> [SHORT EXERCISE]: Copy everything from the line containing "of the arched" down to the line containing "pixel 38 578", replacing "arched window" with "round window" and keeping everything else the same.

> [RECORD EXCERPTS]:
==*==

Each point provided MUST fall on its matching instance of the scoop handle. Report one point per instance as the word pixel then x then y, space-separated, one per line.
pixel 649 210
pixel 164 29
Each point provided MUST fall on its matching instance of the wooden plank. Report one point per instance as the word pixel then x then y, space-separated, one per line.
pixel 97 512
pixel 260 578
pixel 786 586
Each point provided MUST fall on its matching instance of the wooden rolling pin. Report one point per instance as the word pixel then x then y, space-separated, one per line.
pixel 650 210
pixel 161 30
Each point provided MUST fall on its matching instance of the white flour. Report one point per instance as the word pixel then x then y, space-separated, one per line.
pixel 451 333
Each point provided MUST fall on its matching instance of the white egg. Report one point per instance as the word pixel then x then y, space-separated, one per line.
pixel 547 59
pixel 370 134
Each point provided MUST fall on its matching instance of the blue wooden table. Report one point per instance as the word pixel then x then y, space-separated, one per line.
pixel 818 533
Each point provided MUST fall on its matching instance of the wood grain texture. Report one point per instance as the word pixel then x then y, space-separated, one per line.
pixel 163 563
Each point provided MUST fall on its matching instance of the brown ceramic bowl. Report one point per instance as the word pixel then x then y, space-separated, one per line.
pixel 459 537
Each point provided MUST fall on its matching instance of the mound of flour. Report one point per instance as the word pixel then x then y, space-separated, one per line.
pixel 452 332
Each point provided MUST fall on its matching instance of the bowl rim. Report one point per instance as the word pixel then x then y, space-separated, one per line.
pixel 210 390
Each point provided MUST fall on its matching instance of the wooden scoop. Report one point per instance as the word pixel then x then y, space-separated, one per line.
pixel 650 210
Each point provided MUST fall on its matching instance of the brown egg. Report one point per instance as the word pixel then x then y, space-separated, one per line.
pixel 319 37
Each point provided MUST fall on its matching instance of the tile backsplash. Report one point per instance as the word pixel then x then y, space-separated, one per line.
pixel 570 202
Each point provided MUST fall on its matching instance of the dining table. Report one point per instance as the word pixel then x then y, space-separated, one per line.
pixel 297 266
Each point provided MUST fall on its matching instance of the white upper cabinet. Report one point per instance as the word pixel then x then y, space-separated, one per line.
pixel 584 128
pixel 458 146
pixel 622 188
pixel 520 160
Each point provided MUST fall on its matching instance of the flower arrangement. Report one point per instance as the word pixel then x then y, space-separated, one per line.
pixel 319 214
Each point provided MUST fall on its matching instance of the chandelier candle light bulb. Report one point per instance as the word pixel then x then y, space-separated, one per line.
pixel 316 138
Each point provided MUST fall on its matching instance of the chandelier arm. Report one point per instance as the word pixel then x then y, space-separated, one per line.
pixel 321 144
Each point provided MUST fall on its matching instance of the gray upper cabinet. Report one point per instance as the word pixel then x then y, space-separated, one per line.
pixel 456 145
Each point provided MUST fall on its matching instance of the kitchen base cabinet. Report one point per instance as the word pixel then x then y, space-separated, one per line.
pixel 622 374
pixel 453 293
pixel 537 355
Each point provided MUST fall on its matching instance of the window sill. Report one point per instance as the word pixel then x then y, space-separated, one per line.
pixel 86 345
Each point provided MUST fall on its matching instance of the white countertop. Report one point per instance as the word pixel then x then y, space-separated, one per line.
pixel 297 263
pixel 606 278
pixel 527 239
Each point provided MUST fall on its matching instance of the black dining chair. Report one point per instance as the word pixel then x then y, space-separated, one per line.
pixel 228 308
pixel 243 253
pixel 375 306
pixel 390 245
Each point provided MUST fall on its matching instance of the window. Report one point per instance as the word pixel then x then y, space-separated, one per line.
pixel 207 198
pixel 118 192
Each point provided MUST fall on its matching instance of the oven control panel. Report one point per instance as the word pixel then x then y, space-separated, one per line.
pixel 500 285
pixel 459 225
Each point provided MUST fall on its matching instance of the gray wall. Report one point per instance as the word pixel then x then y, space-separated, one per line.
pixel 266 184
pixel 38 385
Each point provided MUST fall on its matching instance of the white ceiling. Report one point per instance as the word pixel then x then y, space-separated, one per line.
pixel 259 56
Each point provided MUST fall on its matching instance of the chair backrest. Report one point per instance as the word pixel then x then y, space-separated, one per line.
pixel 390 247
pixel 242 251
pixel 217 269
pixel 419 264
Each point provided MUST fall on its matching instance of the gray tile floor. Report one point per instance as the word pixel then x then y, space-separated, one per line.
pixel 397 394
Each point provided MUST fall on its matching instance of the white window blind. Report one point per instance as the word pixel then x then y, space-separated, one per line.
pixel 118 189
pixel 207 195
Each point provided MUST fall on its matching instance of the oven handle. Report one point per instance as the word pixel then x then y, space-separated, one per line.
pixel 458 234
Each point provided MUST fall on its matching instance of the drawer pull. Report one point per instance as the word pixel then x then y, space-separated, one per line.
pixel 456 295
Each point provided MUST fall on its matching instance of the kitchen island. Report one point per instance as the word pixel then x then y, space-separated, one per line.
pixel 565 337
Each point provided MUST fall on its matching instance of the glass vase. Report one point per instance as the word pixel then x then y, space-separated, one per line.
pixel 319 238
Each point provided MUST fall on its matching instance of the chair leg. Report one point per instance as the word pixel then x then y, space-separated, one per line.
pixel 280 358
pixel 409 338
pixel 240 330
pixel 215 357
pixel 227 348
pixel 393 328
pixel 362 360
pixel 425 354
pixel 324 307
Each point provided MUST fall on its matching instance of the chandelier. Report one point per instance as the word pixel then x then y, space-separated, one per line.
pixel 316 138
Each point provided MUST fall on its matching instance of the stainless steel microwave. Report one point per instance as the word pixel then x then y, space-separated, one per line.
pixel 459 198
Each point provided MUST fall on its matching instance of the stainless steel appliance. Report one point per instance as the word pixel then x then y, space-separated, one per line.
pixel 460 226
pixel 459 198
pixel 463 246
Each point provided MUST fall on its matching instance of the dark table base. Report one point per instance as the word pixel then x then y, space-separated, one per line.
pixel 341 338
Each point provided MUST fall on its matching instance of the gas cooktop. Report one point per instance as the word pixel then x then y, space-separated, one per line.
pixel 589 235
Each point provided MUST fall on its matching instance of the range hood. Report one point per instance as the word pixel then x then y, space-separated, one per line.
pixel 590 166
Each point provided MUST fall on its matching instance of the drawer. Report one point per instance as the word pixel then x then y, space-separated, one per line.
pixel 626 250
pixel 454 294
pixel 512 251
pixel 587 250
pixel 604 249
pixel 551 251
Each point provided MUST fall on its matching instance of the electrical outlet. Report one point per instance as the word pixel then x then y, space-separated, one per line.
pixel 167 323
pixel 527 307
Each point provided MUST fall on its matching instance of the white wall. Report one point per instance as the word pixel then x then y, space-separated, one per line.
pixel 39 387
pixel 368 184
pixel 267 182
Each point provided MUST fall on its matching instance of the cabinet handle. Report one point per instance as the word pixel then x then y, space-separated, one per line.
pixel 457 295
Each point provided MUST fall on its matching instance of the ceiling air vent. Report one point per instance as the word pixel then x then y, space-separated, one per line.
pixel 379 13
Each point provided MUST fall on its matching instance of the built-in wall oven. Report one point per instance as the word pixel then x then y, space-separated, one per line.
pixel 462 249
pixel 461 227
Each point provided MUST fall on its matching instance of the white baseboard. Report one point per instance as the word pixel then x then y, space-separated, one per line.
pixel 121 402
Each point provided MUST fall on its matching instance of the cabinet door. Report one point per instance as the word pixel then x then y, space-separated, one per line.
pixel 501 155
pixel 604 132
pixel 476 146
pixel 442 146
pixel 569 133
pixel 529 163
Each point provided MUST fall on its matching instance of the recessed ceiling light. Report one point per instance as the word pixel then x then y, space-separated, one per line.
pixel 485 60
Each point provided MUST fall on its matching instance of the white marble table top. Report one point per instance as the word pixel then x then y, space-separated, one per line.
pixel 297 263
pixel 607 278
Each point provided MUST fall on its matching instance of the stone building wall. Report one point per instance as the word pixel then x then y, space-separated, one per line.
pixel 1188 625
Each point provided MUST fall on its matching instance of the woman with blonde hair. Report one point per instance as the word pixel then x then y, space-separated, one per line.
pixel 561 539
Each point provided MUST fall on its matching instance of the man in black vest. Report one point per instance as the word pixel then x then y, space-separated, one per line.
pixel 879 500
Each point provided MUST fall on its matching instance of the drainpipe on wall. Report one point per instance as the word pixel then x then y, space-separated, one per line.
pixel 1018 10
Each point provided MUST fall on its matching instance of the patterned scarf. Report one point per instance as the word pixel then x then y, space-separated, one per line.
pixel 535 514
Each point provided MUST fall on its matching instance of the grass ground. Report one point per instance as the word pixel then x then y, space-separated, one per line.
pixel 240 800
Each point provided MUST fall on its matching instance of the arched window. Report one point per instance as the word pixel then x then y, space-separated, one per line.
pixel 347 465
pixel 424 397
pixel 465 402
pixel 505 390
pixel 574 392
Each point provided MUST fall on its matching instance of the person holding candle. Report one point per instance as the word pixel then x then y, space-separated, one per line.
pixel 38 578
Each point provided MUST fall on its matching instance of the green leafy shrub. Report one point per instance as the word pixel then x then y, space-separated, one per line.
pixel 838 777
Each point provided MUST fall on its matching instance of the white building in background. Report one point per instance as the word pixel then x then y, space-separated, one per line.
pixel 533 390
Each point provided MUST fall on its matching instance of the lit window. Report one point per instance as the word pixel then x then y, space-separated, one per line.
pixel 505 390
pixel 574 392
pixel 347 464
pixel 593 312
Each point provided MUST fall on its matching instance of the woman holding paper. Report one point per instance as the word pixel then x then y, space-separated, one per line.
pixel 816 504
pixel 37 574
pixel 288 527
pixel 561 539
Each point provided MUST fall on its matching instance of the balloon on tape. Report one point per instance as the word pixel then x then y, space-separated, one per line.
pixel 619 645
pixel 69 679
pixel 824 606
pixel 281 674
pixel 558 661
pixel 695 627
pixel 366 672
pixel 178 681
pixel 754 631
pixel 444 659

==*==

> [EXERCISE ANSWER]:
Each point provided MUST fall on its matching instance of the round window. Report one point per instance as the word pixel then x then y, space-separated, one per line.
pixel 347 465
pixel 424 397
pixel 465 402
pixel 505 390
pixel 574 392
Each point provided MUST fall on its matching instance of the person holding candle. Report one point per instance as the word pixel then x then y, space-separated, one per line.
pixel 38 578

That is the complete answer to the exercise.